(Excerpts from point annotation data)

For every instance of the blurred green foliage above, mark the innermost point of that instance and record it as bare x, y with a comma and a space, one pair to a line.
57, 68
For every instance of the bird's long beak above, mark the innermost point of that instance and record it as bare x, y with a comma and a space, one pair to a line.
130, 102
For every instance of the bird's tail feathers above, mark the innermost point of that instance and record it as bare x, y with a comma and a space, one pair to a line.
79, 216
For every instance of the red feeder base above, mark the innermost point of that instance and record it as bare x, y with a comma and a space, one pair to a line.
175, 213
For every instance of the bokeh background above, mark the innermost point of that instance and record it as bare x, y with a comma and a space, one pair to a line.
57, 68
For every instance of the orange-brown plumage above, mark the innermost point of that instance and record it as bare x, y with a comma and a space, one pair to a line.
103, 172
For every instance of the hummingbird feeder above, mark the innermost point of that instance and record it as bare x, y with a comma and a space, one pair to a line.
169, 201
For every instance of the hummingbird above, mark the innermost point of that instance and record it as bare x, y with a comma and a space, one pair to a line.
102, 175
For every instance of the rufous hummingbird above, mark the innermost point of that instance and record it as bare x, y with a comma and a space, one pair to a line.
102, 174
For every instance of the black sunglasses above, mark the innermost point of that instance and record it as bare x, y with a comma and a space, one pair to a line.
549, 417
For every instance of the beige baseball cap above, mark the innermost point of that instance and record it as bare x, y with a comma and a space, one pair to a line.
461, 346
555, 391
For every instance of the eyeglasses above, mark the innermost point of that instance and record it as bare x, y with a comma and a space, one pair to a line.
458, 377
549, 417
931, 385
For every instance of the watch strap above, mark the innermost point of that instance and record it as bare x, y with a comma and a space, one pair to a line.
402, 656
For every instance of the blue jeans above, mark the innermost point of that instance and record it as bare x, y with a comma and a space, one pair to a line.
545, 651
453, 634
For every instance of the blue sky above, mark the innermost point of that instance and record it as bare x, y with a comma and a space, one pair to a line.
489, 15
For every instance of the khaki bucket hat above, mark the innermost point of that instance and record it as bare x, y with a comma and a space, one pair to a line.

• Aim
Recopy the whole listing exactly.

• Correct response
For every instance of the blurred green foliage above, mark the innermost point of that instance and record it as bare x, y with a comma and a space, one pair to a line.
57, 68
For every instance of the bird's long beak above, mark the innermost point of that instance and record it as bare x, y with a comma and a space, one pair to a line.
130, 102
For every instance of the bird's tail feathers above, mark the innermost point of that instance and record it as bare x, y with a comma and a space, one pair to a line.
79, 216
For every instance of the red feeder base above, mark the innermost point of that instance and record it as bare x, y with a comma and a space, one pair to a line.
175, 213
For every instance of the bokeh background above, mark the innermost point of that instance and record it as bare x, y with a comma and a space, one pair to a line.
57, 68
For every instance of the orange-brown plumage above, mark the innermost point of that instance and record it as bare x, y with a comma and a space, one pair to a line.
103, 172
For every instance of the hummingbird feeder above, mark the innermost point of that instance and record it as bare x, y with a comma and a space, one pair to a line.
169, 201
For every instance of the hummingbird above, mark the innermost point of that instance and record it as bare x, y with a comma and a space, one pair to a line.
102, 175
For every instance of the rufous hummingbird above, mark the innermost point of that instance and record it as bare x, y with a comma and a space, one pair to a line.
102, 174
For every instance of the black sunglasses above, mark the innermost point of that instance and record it as bare x, y with a comma and a space, one pair to a line.
549, 417
For every instance of the beige baseball cap above, mark the innermost point of that instance and record it as bare x, y with a comma and a space, one pair to a line.
461, 346
555, 391
For every instance of the eyeglasses above, mark the innermost point of that instance and record it as bare x, y with a comma and a space, one pair to a line.
458, 377
549, 417
931, 385
For every instance of the watch strap above, mark the innermost point of that instance and record it as bare x, y with a comma and a space, one pair to a line.
402, 656
For every instance of the blue jeans above, mark the innermost point of that instance and record it as bare x, y with a comma and a space, one pair to a line.
545, 651
453, 634
For every instance of the blue sky above, mark the innermost point of that instance and record it as bare x, y with a comma and a space, one pair to a line.
489, 15
For every instance of the khaki bucket hat above, mark the innermost point of that instance and record it as bare x, y with a comma and a space, one pair to a line.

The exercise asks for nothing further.